How to mark function argument as output

Question

C# allows to mark function argument as output only:

void func(out int i)
{
    i = 44;
}

Is it possible to do something similar in C/C++? This could improve optimization. Additionally is should silence out warnings "error: 'myVar' may be used uninitialized in this function", when variable is not initialized and then passed to function as output argument.

I use gcc/g++ (currently 4.4.7) to compile my code.

Edit: I know about pointers and references, this is not what I am looking for. I need something like this:

void func(int* __attribute__((out)) i)
{
    *i = 44;
}

void func2()
{
    int myVal; // gcc will print warning: 'myVar' may be used uninitialized in this function
    func(&myVal);
    //...
}

Edit 2: Some extra code is needed to reproduce warning "'myVar' may be used uninitialized in this function". Additionally you have to pass -Wall -O1 to gcc.

void __attribute__((const)) func(int* i)
{
    *i = 44;
}

int func2()
{
    int myVal; // warning here
    func(&myVal);
    return myVal;
}

Answer 1

"Is it possible to do something similar in C/C++?"

Not really. Standard c++ or c doesn't support such thing like a output only parameter.

In c++ you can use a reference parameter to get in/out semantics:

void func(int& i) {
          // ^
    i = 44;
}

For c you need a pointer, to do the same:

void func(int* i) {
          // ^ 
    *i = 44;
 // ^
}

---

Note that there are no distinctions between out and in&out parameters, unless you use a const reference (which means input only):

void func(const int& i) {
       // ^^^^^
    i = 44;
}

Answer 2

When you want to pass an arg as output in C++ you pass it as a reference :

 void func(int &i)
{
    i = 44;
}

and you must initialize it before doing anything on it.

Note : You can specify when you want the arg to be just an input with a const ref :

 void func(const int &i)
{
    i = 44;
}

● ● ● ● ●

Requirement 1: Please find each line in the records that contains the string "strap", matching case exactly, and copy those lines.
The thread and the records have no connection to each other.

Provided information:
● ● ● ● ●

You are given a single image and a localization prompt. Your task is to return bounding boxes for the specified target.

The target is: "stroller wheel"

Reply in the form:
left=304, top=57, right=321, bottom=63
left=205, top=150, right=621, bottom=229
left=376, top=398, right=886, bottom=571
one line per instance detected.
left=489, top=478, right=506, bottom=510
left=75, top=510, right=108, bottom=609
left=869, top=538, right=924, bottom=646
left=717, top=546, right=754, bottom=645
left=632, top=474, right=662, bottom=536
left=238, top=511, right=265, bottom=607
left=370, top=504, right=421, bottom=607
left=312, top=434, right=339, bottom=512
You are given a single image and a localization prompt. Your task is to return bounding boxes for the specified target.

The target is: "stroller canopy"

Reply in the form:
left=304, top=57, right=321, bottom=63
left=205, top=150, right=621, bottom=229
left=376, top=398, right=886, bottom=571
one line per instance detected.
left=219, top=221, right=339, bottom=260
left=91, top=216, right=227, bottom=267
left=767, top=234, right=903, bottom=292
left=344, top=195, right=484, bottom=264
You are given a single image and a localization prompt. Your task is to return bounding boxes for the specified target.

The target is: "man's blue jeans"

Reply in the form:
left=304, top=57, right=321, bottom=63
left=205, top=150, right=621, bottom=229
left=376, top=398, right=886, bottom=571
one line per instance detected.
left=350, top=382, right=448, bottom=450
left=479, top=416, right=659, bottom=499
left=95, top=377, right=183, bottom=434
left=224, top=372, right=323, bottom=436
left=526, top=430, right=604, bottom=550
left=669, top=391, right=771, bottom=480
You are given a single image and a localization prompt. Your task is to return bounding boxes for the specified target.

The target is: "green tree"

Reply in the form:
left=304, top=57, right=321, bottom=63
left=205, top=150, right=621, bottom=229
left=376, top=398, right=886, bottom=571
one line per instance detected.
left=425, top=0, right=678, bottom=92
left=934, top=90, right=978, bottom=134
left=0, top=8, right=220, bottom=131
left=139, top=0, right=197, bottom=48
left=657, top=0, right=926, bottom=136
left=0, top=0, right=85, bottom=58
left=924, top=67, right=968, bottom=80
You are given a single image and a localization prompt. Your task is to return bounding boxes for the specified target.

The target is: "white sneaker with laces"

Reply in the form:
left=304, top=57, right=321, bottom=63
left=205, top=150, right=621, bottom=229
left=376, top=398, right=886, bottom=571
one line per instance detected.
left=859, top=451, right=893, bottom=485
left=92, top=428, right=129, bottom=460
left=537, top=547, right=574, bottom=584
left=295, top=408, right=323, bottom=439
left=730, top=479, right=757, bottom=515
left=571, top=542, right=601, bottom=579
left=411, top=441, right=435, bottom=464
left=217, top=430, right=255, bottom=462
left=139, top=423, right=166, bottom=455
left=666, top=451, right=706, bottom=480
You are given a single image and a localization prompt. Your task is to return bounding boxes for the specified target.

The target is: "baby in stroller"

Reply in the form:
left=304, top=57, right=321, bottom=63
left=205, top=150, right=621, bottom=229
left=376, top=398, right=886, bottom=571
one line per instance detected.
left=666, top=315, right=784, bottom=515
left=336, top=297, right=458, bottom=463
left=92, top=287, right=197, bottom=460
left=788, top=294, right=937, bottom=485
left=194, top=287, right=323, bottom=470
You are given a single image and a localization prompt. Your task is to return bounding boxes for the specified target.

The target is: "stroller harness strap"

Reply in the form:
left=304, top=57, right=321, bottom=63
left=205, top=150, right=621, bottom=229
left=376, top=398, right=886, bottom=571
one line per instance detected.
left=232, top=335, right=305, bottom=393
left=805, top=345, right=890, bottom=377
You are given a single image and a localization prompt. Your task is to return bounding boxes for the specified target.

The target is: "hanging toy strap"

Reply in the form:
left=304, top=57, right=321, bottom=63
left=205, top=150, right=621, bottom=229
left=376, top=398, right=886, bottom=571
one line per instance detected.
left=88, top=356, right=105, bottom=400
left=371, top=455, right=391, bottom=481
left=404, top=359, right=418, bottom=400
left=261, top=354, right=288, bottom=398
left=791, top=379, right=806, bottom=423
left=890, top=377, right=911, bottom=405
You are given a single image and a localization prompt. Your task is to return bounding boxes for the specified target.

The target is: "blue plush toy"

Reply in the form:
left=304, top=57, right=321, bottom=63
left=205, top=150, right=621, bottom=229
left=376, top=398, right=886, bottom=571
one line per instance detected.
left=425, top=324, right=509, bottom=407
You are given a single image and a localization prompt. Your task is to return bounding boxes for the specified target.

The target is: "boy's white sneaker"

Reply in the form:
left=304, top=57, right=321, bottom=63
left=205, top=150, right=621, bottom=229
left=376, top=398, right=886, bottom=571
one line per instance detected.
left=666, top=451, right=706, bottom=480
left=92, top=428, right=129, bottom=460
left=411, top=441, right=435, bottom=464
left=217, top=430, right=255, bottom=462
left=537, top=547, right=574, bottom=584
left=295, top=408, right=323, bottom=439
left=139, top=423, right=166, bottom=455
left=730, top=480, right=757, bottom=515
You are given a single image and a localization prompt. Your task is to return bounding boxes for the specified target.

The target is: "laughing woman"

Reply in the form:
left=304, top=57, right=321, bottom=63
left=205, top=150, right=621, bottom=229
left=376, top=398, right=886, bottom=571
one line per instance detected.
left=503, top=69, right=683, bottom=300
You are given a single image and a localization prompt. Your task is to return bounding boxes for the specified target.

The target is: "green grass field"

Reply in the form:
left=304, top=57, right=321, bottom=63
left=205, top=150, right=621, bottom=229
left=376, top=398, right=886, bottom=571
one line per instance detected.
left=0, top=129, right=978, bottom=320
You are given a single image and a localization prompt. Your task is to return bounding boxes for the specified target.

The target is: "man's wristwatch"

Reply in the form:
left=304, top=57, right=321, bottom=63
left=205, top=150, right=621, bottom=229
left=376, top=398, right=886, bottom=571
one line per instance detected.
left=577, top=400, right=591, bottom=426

● ● ● ● ●

Requirement 2: List the section headings that appear below the title of the output-argument thread.

Expected answer 1:
The target is: "stroller harness strap"
The target is: "hanging toy strap"

Expected answer 2:
Question
Answer 1
Answer 2